(Objectives)
(1) Answer these questions from the essay on self-portraits:
(a) How many photos a day did the writer take, and for about how long?
(b) What does the belly in the photo show, and what caused it?
(c) Where does the writer say the war is, if not in the body?
(2) Print the part of the essay on self-portraits from "I have drawn" to "with online accompaniment.", word for word.

(Excerpted text)
---+---

A drawing; a photo; a young-ish woman, somewhat thin… nude. Why? What is going on here?
Simply put, a peacemaking process.
The photograph was taken as a self-portrait during a difficult time. I photographed myself daily, a process of allowing myself to be seen…
Allowing myself to exist when self-rejection was overwhelming.
Using a timer on a digital camera, I took 3 photos a day for nearly 3 years. While I have taken other photos since, this daily practice was instensely liberating. I have gone back and traced or sketched many of the photos over the years as part of a practice to change my negative perception of my body into a more realistic and accepting perspective of self.
We all have our battle scars; my war with bulimia shows up in visible ribs, and my belly in this photo shows sagging and stretch marks from four pregancies, which while not battles, were powerful events for my body, and some of the most beautiful moments in my life.
I have drawn many self-portraits, and I will continue to do so, inviting others to join me in this practice, because it truly brings me peace. There is no war in my body, the war is in my mind, and this gentle process of seeing myself vulnerable, unprotected and real, is the best way I know to recognize how false and destructive all the noises in my head can be.
Please contact me if you’d like to give this practice a try. You do not need to know how to draw; it can be done very simply with online accompaniment.
It is true that when we’re too close to something we can’t see it clearly.

---+---

(Supplied records)
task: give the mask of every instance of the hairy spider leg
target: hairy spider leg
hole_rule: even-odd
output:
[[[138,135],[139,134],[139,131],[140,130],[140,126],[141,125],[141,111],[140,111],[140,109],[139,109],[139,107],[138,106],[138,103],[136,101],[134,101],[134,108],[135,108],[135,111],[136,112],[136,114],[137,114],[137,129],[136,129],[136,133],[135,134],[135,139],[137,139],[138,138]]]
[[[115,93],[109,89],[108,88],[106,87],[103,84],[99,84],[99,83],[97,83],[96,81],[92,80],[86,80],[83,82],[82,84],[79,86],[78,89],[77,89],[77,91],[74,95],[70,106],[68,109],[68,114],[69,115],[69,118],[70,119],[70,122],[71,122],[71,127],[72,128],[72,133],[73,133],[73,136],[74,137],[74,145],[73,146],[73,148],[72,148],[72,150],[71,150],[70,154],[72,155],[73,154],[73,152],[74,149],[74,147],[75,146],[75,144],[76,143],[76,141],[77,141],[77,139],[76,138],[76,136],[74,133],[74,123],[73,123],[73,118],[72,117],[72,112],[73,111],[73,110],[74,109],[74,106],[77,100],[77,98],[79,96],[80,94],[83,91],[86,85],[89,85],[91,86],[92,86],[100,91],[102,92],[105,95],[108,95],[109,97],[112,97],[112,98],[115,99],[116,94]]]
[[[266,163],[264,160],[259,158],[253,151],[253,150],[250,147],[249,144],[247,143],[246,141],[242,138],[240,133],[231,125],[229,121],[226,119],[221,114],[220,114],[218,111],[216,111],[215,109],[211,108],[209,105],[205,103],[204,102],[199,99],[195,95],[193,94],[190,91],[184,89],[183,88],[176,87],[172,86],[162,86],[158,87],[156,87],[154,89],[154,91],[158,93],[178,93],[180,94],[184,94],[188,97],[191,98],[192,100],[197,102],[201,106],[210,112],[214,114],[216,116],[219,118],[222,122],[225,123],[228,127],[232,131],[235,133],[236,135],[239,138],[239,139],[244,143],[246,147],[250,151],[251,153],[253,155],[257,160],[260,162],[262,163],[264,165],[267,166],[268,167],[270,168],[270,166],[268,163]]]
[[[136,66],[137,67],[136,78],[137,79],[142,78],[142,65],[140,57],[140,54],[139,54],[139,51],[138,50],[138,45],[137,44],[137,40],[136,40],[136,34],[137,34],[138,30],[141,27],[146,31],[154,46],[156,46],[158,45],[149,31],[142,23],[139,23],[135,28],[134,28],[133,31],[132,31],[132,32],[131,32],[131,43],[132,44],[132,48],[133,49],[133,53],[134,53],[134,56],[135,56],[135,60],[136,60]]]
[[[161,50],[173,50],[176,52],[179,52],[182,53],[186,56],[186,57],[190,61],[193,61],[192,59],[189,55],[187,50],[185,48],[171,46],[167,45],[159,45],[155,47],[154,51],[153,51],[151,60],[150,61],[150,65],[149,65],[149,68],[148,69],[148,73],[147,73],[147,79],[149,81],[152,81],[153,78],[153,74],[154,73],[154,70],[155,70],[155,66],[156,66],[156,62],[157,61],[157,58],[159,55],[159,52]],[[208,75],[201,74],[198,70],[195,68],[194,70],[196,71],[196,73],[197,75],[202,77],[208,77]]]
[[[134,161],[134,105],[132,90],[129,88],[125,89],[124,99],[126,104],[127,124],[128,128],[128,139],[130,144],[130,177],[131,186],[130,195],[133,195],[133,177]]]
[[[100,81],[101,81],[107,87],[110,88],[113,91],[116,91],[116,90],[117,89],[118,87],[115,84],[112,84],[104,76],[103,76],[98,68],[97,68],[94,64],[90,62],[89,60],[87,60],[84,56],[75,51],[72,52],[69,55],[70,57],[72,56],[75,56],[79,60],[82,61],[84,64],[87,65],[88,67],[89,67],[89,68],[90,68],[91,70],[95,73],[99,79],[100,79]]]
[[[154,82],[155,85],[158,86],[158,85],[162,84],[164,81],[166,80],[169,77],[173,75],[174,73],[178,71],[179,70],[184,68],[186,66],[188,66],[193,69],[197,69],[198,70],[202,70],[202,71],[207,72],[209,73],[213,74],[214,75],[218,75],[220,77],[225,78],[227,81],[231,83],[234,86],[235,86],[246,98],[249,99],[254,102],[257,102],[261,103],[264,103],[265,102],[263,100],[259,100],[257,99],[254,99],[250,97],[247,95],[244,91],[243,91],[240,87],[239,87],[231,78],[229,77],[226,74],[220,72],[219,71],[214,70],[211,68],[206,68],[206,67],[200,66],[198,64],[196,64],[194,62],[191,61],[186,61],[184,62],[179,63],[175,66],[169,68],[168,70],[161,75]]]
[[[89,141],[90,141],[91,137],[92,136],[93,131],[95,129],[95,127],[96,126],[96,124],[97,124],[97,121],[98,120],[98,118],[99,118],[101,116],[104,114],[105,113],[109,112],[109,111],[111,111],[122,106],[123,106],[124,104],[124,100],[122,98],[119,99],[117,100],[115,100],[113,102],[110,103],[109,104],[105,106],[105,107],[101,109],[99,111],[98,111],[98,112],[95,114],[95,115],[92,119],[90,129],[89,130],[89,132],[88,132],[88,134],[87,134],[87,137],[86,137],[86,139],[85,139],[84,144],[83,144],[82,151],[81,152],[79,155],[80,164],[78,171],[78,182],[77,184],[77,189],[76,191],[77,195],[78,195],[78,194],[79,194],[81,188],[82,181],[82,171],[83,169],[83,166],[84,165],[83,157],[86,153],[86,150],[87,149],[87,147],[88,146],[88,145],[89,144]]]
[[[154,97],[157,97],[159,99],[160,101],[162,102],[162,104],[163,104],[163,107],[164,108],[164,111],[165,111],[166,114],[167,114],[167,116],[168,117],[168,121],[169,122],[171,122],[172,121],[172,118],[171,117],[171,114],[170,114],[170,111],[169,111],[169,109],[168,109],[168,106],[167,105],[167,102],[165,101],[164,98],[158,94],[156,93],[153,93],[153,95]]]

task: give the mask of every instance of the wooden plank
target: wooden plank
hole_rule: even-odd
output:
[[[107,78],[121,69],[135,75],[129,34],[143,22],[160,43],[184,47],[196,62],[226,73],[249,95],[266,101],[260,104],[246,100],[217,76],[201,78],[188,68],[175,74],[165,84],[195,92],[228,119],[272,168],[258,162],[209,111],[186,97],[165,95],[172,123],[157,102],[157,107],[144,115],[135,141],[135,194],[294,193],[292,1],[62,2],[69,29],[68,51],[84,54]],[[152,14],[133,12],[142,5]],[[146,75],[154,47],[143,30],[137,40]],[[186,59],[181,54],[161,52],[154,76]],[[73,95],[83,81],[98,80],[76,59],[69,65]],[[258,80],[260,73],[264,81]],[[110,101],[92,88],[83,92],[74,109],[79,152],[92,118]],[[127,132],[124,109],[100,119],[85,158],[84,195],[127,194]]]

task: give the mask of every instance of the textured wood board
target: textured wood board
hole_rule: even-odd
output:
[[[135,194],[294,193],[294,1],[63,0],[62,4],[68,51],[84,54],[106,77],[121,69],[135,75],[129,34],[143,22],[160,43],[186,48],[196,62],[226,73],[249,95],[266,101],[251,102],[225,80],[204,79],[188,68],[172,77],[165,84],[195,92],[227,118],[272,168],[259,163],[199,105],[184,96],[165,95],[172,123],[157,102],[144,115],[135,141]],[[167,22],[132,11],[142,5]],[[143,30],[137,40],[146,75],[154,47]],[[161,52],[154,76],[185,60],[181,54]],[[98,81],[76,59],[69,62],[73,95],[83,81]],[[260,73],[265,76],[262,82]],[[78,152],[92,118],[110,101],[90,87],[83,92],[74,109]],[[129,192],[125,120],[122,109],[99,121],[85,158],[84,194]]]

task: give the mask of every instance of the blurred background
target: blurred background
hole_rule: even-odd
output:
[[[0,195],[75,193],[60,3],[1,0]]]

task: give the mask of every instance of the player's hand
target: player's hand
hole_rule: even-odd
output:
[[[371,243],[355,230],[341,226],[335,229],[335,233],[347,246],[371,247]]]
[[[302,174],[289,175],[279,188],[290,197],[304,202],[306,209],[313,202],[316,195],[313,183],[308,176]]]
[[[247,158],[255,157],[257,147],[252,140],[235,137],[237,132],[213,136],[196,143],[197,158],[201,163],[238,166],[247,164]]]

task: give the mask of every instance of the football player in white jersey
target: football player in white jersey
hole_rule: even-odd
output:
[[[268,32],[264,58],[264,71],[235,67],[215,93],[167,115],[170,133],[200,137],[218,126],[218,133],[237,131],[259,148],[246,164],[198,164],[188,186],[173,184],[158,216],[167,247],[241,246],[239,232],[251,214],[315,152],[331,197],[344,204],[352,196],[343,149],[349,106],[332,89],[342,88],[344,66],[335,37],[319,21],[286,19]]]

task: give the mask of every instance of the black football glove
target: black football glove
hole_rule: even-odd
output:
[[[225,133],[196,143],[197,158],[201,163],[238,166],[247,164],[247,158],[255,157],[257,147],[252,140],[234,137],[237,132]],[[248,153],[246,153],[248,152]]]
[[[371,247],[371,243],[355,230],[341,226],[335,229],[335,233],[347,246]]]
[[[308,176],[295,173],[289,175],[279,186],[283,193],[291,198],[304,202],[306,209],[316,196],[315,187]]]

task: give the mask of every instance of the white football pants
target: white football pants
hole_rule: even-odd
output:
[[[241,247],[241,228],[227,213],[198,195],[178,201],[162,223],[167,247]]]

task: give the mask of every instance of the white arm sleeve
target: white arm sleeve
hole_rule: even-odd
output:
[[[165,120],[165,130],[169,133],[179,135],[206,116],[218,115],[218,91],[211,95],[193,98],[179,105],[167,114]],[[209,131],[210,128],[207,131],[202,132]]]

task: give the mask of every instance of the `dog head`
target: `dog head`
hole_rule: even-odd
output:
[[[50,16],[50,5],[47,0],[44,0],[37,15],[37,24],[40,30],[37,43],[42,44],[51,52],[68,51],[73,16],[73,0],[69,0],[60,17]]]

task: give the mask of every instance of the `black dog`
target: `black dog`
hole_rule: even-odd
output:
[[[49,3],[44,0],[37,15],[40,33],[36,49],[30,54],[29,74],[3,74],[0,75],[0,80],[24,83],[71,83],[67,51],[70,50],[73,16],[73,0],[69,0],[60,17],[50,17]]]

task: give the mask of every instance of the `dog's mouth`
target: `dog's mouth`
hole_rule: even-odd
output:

---+---

(Answers below)
(1)
(a) Three photos a day for nearly three years.
(b) Sagging and stretch marks from four pregnancies.
(c) In the mind.

(2)
I have drawn many self-portraits, and I will continue to do so, inviting others to join me in this practice, because it truly brings me peace. There is no war in my body, the war is in my mind, and this gentle process of seeing myself vulnerable, unprotected and real, is the best way I know to recognize how false and destructive all the noises in my head can be.
Please contact me if you’d like to give this practice a try. You do not need to know how to draw; it can be done very simply with online accompaniment.